_Passage provided_
________________
Not only did they steal my bike, but they took the time to load an old behemoth into my trunk and go through my CD’s (which were politely stacked on the passenger seat—Kanye on top). It was, the cop said, an almost playful crime. You had to, she said, laugh a little.
I had trouble finding the hilarity in it all. I felt violated. I burned sage in my car and took it for a drive down to the river. I cursed the thieves and checked Craig’s List constantly for a possible Purple Rain appearance. I contemplated taking Krav Maga classes (the best cure for breakups and lay-offs) and buying pink boxing gloves. I wondered if people still formed posses, and if they did, when was their MeetUp?
I went a little bit nutters over the whole incident, a fact that I was well aware of. I almost wrecked my car twice while staring down poor college girls on what-may-have-looked-like-from-a-hundred-feet-away my bike.
________________
_Apply what you read_
1. Decide whether each statement below agrees with the bike-theft passage. Answer yes or no for each, and quote the exact words of the passage that decide it.
(a) The CDs were left stacked on the passenger seat.
(b) The narrator found the theft funny, as the cop suggested.
(c) The narrator signed up for Krav Maga classes.
2. In the bike-theft passage, what did the narrator burn in the car?
________________
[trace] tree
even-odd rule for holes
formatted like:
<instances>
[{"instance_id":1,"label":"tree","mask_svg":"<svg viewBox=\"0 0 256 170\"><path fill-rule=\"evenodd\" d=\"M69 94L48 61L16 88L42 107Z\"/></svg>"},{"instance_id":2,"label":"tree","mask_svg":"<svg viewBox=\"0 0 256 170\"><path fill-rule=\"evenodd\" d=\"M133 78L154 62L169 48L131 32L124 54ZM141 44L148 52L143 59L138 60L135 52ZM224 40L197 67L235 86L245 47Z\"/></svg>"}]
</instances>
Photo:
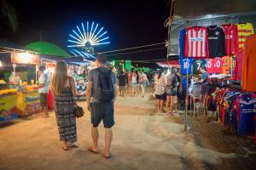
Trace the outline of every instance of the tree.
<instances>
[{"instance_id":1,"label":"tree","mask_svg":"<svg viewBox=\"0 0 256 170\"><path fill-rule=\"evenodd\" d=\"M19 23L15 7L6 0L0 0L0 10L2 20L16 32Z\"/></svg>"}]
</instances>

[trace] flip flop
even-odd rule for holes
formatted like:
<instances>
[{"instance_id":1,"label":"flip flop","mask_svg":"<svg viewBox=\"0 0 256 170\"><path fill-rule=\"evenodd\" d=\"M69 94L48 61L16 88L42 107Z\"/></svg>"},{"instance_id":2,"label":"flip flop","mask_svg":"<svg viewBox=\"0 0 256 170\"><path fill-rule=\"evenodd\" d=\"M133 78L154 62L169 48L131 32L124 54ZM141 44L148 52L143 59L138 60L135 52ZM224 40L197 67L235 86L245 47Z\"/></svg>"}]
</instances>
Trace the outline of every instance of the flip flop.
<instances>
[{"instance_id":1,"label":"flip flop","mask_svg":"<svg viewBox=\"0 0 256 170\"><path fill-rule=\"evenodd\" d=\"M65 151L67 151L67 150L68 150L68 149L67 148L64 148L64 146L62 146L62 148L63 148L63 150L65 150Z\"/></svg>"},{"instance_id":2,"label":"flip flop","mask_svg":"<svg viewBox=\"0 0 256 170\"><path fill-rule=\"evenodd\" d=\"M70 148L78 148L79 146L78 146L76 144L67 144L67 147L70 147Z\"/></svg>"},{"instance_id":3,"label":"flip flop","mask_svg":"<svg viewBox=\"0 0 256 170\"><path fill-rule=\"evenodd\" d=\"M93 154L98 154L98 153L99 153L98 151L93 150L92 150L92 147L89 147L89 148L88 148L88 150L90 151L90 152L93 153Z\"/></svg>"},{"instance_id":4,"label":"flip flop","mask_svg":"<svg viewBox=\"0 0 256 170\"><path fill-rule=\"evenodd\" d=\"M106 159L109 159L109 158L111 157L111 153L109 153L109 156L104 156L104 157L105 157Z\"/></svg>"}]
</instances>

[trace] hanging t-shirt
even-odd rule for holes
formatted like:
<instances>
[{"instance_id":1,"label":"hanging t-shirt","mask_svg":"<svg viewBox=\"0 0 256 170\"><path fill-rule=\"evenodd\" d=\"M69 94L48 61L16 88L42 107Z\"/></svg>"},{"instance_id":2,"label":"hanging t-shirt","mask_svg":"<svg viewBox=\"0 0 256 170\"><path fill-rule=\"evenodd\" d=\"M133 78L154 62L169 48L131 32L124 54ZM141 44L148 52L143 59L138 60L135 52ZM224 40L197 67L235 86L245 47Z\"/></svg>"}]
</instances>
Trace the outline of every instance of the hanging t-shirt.
<instances>
[{"instance_id":1,"label":"hanging t-shirt","mask_svg":"<svg viewBox=\"0 0 256 170\"><path fill-rule=\"evenodd\" d=\"M243 53L244 53L244 50L241 50L236 54L236 57L234 80L236 80L236 81L241 80Z\"/></svg>"},{"instance_id":2,"label":"hanging t-shirt","mask_svg":"<svg viewBox=\"0 0 256 170\"><path fill-rule=\"evenodd\" d=\"M256 34L247 37L242 64L242 89L256 92Z\"/></svg>"},{"instance_id":3,"label":"hanging t-shirt","mask_svg":"<svg viewBox=\"0 0 256 170\"><path fill-rule=\"evenodd\" d=\"M185 56L209 57L207 30L205 26L186 30Z\"/></svg>"},{"instance_id":4,"label":"hanging t-shirt","mask_svg":"<svg viewBox=\"0 0 256 170\"><path fill-rule=\"evenodd\" d=\"M253 27L251 23L247 24L237 24L237 31L238 31L238 45L239 51L242 50L242 47L245 44L245 41L247 36L254 34Z\"/></svg>"},{"instance_id":5,"label":"hanging t-shirt","mask_svg":"<svg viewBox=\"0 0 256 170\"><path fill-rule=\"evenodd\" d=\"M207 26L209 56L223 57L226 55L225 35L222 28L217 26Z\"/></svg>"},{"instance_id":6,"label":"hanging t-shirt","mask_svg":"<svg viewBox=\"0 0 256 170\"><path fill-rule=\"evenodd\" d=\"M256 95L244 94L235 100L232 113L237 114L238 134L254 133L256 116Z\"/></svg>"},{"instance_id":7,"label":"hanging t-shirt","mask_svg":"<svg viewBox=\"0 0 256 170\"><path fill-rule=\"evenodd\" d=\"M223 25L225 33L227 55L235 55L238 52L237 26L233 24Z\"/></svg>"},{"instance_id":8,"label":"hanging t-shirt","mask_svg":"<svg viewBox=\"0 0 256 170\"><path fill-rule=\"evenodd\" d=\"M231 65L231 60L230 56L224 56L223 58L223 67L222 67L222 73L229 75L230 74L230 68Z\"/></svg>"},{"instance_id":9,"label":"hanging t-shirt","mask_svg":"<svg viewBox=\"0 0 256 170\"><path fill-rule=\"evenodd\" d=\"M180 59L179 60L180 63L180 67L181 67L181 74L187 74L187 59ZM191 65L193 63L193 60L192 59L189 59L189 74L191 74Z\"/></svg>"},{"instance_id":10,"label":"hanging t-shirt","mask_svg":"<svg viewBox=\"0 0 256 170\"><path fill-rule=\"evenodd\" d=\"M235 73L235 67L236 67L236 55L233 55L231 59L231 64L230 64L230 74L234 75Z\"/></svg>"},{"instance_id":11,"label":"hanging t-shirt","mask_svg":"<svg viewBox=\"0 0 256 170\"><path fill-rule=\"evenodd\" d=\"M204 66L205 63L205 60L193 60L193 74L200 74L199 67Z\"/></svg>"},{"instance_id":12,"label":"hanging t-shirt","mask_svg":"<svg viewBox=\"0 0 256 170\"><path fill-rule=\"evenodd\" d=\"M207 59L207 73L214 73L214 59Z\"/></svg>"},{"instance_id":13,"label":"hanging t-shirt","mask_svg":"<svg viewBox=\"0 0 256 170\"><path fill-rule=\"evenodd\" d=\"M222 58L214 59L214 73L222 73L223 60Z\"/></svg>"},{"instance_id":14,"label":"hanging t-shirt","mask_svg":"<svg viewBox=\"0 0 256 170\"><path fill-rule=\"evenodd\" d=\"M185 57L185 45L186 45L186 29L184 28L179 31L179 47L178 47L179 58Z\"/></svg>"}]
</instances>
________________
_Results for each task_
1.
(a) Yes: "which were politely stacked on the passenger seat—Kanye on top"
(b) No: "I had trouble finding the hilarity in it all."
(c) No: "I contemplated taking Krav Maga classes"

2. Sage.